** START **

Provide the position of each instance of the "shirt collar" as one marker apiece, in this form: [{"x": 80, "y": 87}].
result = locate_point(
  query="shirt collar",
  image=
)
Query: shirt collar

** END **

What the task requires: Print these lines again exactly as they are.

Reply to the task:
Provide the position of each instance of the "shirt collar" as one marker apiece, in this form: [{"x": 80, "y": 87}].
result = locate_point(
  query="shirt collar",
  image=
)
Query: shirt collar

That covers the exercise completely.